Document excerpt:
CEOs, take note: Hygiene is now a boardroom issue
The history of business is full of inflection points.
Some are instantly easy to recognise, and fatal for non-innovators: the iPhone surpassed and killed the once ubiquitous Blackberry, while digital streaming rendered Blockbuster obsolete.
Others are more gradual and harder to see. Entertainment venues, for example, took anti-smoking legislation in their stride and transformed, while health and safety has gradually become embedded in workplaces.
We are now on the cusp of a similarly significant shift with hygiene — and it is moving very rapidly.
While the headline focus right now is on the looming second UK lockdown and the race for a vaccine, zoom out to see the bigger picture. We are now reaching an inflection point on how we as a society view hygiene, which will increasingly take on a core role in future business strategy, long after Covid-19 is a distant memory.
Smart chief executives know that their company’s reputation among stakeholders now involves hygiene strategy as much as any other area of business. Investors who have seen national cinema chains shut and commercial property companies struggle to collect rent amid widespread safety concerns are watching. Plotting hygiene risk in great detail is now a business imperative.
Companies that directly serve consumers — already highly sensitive to customer perceptions about corporate behaviour — now have hygiene reputations to manage too. And from an HR side, there is increased scope for directors to be personally liable if employees claim that the company’s duty of care in terms of health has not been fulfilled.
The pandemic has also increased focus on non-Covid viruses — both their preventability, and the hours lost through poor general hygiene in the form of staff absences.
Overnight, we suddenly became aware of how viruses lurk in our everyday lives. Recent medical guidance published by the Australian government’s scientific research agency, which received global media attention, showed that flu viruses remain on surfaces for 17 days. (The new coronavirus can remain on surfaces for a staggering 28 days.) We never used to consider whether we were washing our hands enough or properly cleaning work surfaces. Well, we’re considering it now.

Spatial localization data:
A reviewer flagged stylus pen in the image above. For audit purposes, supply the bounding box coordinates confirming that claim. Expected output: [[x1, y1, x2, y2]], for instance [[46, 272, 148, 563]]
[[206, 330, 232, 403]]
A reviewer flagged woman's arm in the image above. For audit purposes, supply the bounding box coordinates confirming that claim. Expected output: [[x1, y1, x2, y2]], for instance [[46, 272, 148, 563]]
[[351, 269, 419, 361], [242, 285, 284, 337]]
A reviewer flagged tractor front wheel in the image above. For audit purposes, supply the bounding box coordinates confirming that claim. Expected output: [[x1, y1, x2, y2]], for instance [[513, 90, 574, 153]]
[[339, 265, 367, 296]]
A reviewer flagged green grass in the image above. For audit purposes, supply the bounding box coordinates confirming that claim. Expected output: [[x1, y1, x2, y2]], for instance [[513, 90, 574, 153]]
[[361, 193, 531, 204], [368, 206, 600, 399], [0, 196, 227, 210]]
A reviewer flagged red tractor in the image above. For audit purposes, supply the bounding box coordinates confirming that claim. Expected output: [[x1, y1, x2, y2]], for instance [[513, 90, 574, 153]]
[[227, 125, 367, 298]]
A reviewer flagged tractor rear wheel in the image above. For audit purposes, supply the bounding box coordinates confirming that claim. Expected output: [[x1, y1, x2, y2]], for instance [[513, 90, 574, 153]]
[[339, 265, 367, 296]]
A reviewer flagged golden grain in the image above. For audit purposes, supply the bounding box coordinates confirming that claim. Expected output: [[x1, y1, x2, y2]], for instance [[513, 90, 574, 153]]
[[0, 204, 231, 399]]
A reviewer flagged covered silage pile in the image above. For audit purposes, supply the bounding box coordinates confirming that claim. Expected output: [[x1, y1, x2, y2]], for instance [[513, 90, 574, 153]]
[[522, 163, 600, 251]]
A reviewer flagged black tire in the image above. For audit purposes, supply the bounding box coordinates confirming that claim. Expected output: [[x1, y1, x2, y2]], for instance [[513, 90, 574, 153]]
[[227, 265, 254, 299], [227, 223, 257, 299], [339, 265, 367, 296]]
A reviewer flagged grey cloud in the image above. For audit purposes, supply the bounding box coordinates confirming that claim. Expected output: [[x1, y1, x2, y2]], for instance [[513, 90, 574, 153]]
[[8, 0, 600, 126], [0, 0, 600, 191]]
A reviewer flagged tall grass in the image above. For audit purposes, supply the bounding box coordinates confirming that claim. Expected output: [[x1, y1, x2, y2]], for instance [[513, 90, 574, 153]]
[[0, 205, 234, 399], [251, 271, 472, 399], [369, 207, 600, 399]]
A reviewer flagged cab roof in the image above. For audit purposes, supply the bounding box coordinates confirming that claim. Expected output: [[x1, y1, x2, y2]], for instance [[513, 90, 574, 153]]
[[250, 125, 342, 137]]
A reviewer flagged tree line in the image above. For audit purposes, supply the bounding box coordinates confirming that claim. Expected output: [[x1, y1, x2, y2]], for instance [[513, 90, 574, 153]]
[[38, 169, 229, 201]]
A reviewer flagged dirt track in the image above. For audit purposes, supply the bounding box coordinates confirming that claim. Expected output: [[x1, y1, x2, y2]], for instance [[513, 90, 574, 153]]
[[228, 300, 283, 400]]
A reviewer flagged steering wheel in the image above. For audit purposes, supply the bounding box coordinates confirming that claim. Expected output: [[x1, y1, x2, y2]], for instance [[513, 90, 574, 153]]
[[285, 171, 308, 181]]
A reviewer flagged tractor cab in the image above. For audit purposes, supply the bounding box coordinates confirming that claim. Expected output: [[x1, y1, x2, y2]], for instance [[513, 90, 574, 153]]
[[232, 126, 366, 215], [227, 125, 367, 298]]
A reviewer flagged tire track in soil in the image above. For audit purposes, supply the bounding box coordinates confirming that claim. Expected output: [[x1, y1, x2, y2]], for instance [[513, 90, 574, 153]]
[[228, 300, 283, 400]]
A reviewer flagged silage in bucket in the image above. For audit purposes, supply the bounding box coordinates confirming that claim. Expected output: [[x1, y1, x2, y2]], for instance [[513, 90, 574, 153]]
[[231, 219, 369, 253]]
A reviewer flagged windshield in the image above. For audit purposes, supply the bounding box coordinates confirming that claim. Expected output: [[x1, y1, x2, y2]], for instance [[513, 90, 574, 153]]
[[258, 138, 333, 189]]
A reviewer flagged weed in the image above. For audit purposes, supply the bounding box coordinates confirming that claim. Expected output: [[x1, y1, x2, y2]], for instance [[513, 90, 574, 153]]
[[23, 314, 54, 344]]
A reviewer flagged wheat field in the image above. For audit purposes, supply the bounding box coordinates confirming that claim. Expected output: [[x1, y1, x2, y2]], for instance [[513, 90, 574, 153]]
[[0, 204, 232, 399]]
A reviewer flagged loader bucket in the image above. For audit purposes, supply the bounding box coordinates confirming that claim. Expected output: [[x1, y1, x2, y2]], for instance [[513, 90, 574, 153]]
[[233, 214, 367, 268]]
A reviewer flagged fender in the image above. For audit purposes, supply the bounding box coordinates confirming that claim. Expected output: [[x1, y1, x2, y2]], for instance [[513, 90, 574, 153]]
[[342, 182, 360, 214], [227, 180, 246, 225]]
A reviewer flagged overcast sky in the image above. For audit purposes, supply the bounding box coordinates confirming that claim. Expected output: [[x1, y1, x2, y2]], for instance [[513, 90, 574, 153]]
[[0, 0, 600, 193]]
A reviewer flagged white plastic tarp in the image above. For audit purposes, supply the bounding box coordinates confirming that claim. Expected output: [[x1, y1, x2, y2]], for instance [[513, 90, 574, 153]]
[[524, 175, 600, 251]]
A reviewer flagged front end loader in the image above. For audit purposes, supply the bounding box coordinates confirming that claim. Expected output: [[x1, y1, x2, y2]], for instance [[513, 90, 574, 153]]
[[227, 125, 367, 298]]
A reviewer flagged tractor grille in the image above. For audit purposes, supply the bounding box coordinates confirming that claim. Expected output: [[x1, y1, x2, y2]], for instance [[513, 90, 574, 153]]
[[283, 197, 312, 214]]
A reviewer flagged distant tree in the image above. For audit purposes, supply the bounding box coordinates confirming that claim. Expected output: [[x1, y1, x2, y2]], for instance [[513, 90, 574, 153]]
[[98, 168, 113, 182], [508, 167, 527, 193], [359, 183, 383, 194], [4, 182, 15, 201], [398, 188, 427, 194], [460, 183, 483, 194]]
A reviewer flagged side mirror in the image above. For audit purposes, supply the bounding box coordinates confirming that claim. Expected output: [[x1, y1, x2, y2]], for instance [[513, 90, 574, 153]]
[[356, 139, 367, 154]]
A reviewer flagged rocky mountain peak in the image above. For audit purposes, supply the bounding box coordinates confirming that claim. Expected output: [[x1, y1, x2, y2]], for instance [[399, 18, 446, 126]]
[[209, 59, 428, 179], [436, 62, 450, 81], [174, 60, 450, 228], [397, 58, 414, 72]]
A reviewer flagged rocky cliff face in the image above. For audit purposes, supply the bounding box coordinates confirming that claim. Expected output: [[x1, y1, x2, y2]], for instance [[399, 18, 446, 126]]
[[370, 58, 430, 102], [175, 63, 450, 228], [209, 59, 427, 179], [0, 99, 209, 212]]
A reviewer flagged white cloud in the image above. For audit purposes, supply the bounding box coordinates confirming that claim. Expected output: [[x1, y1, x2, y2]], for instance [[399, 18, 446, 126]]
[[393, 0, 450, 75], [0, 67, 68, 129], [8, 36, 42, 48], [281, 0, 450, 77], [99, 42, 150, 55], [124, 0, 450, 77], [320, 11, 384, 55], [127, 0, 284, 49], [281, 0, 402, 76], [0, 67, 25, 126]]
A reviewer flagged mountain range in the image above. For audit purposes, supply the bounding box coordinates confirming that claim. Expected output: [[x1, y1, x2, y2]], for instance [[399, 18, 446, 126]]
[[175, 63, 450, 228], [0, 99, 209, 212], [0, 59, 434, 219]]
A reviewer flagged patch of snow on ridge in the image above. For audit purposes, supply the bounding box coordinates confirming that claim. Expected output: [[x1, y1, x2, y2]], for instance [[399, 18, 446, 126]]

Required actions:
1. In the article on hygiene as a boardroom issue, how long does it say flu viruses remain on surfaces?
2. Continue the article on hygiene as a boardroom issue, starting after its last sentence.

Answers for each item:
1. 17 days.

2.
All of the above mean that hygiene’s place in both our societal consciousness and in the business world will be transformed — for good.
At the very least, companies will continue to score the easy points — disinfecting primary cross-contamination points such as door handles, using temperature scanners at entry, and investing in air purification systems that reduce transmission. But as this trend develops, a more integral focus on hygiene will be required.
There are clear parallels with cyber security’s journey from the IT department to the boardroom. What was once the responsibility of a company division graduated to being firmly on the C-suite agenda. Just as no modern M&A transaction completes without a company’s cyber defences being robustly due-diligenced, hygiene is now impossible to ignore.
We should therefore expect hygiene to sit alongside other big beasts of internal corporate life such as advertising, sales and marketing, legal, and accounting. It will be intrinsic to how a company grows, strategises, and manages its stakeholders.
We may not have chief hygiene officers in place to save this Christmas, but change is looming. And, as with all inflection points, we may soon struggle to remember how we ever did it any other way.